AIM OF THE EXERCISE:
Each record below needs to be written out exactly as it appears.
***** RECORDS SHOWN *****
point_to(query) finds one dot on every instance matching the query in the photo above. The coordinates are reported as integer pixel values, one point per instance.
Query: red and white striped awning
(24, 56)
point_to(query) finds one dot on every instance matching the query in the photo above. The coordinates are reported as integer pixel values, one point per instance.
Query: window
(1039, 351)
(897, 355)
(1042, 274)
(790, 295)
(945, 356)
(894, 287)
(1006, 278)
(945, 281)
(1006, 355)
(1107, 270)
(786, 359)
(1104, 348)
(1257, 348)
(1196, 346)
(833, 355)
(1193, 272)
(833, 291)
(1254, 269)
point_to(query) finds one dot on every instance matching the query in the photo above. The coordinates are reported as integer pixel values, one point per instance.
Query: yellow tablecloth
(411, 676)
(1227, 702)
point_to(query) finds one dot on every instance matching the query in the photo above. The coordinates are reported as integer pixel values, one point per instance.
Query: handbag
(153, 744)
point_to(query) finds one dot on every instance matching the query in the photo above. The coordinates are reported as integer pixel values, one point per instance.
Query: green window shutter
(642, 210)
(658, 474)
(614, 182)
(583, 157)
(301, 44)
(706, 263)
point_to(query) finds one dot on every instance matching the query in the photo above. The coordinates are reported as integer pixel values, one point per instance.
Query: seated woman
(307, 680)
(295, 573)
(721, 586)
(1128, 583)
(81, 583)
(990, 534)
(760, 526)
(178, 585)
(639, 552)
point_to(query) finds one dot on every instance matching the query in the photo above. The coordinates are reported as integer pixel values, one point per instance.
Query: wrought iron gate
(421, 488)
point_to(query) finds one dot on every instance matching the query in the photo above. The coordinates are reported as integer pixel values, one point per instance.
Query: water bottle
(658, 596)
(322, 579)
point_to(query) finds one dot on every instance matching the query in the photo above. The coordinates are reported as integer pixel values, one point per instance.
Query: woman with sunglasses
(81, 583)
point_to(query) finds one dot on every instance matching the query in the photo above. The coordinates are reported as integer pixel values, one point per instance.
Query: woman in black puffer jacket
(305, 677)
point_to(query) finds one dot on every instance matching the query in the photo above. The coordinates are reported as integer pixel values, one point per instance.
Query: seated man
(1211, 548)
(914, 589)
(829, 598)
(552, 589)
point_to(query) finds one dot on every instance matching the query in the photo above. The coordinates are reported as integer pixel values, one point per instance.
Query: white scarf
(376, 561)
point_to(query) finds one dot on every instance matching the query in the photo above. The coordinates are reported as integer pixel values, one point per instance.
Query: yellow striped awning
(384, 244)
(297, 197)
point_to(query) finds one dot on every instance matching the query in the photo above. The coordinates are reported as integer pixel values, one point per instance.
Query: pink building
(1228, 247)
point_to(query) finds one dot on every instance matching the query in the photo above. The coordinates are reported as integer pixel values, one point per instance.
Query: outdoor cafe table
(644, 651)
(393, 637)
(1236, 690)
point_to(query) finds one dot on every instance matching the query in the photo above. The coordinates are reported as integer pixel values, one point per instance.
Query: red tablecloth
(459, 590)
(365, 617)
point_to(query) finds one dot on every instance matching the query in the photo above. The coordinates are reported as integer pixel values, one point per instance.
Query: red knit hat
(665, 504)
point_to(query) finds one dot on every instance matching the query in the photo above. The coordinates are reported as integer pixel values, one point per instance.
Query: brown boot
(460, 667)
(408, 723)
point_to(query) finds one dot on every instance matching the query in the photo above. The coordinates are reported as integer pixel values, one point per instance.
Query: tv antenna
*****
SOLUTION:
point_to(query) finds one dot on every instance matching the query in the photo above. The coordinates are reported as integer pixel values, one point per instance.
Query: red and white striped awning
(24, 56)
point_to(query) finds one dot on every instance matching the query in the photo above. The coordinates are reported as integer pixel values, one point per instance.
Query: window
(1039, 351)
(897, 355)
(1042, 274)
(790, 295)
(945, 356)
(894, 287)
(1006, 278)
(945, 281)
(1006, 355)
(1107, 270)
(786, 359)
(1104, 348)
(1257, 348)
(1196, 346)
(833, 355)
(1193, 272)
(833, 291)
(1254, 269)
point_to(query) finds one dot on every instance matching the query in the photo above. The coordinates are reported as integer pixel values, one point per instance.
Query: yellow tablecloth
(411, 676)
(1227, 702)
point_to(query) finds one dot on every instance matching the query in the photo above. The coordinates are reported as integer pixel values, one point per instance.
Query: handbag
(153, 744)
point_to(query) finds one dot on every instance matching the query in the photo above. The coordinates are reported as integer pixel values, one point per instance.
Query: green window shutter
(642, 210)
(658, 474)
(614, 182)
(583, 157)
(301, 44)
(706, 263)
point_to(query) finds one dot on every instance matching the query in the photo above. The coordinates are reported as integer pixel values, one point per instance.
Query: seated woman
(307, 680)
(295, 573)
(721, 586)
(1128, 583)
(81, 583)
(990, 534)
(760, 526)
(178, 585)
(639, 552)
point_to(query) finds one dot on every instance matching the query in the photo above. The coordinates are reported as integer pixel values, one point per instance.
Query: wrought iron gate
(421, 488)
point_to(query) finds one dot on every instance matching the query in the photo above. The coordinates are reported as integer pixel values, one point per instance.
Query: water bottle
(658, 596)
(322, 579)
point_to(query) finds one dot on every instance matching the query in the photo above. The coordinates are reported as integer pixel values, one point per instance.
Query: woman with sunglasses
(81, 583)
point_to(query) finds one dot on every instance matching the query in the photo above. The coordinates are reported as integer pixel values, one point per instance.
Query: woman in black puffer jacket
(305, 677)
point_to(query) finds one dot on every instance matching the query in the photo above. The coordinates are reported as integer pixel values, one point per instance.
Query: seated man
(1211, 548)
(914, 589)
(829, 598)
(552, 589)
point_to(query) finds one dot on every instance matching the query in the photo above. The coordinates are reported as integer pixel values, one point per instance.
Query: white scarf
(376, 561)
point_to(query) finds one dot on every instance matching the query in the photo above. The coordinates are reported as integer pixel values, one point per instance.
Query: yellow striped awning
(384, 244)
(297, 197)
point_to(query) finds one dot on every instance matching the query in the photo above. The coordinates are reported as integer pixel values, one point per instance.
Query: pink building
(1228, 247)
point_to(query) finds one dot on every instance matching the query in the photo above. The coordinates are reported as integer pixel values, one point per instance.
Query: outdoor cafe table
(644, 651)
(393, 637)
(1236, 690)
point_to(query) finds one dot on every instance matching the query in the photo above. The coordinates are reported as integer pixel values, one point per instance.
Query: red tablecloth
(459, 590)
(365, 617)
point_to(query) finds one dot on every instance matching the query in the photo above. The coordinates are reported as integer pixel values, one point per instance.
Query: red knit hat
(665, 504)
point_to(query) finds one dot on every instance matching the query in the photo above. The coordinates are reported as integer pixel values, one point per instance.
Query: brown boot
(460, 667)
(408, 723)
point_to(query) finds one dot on every instance matching the query in the photo above. The coordinates are reported as integer pixel values, one point per instance.
Query: tv antenna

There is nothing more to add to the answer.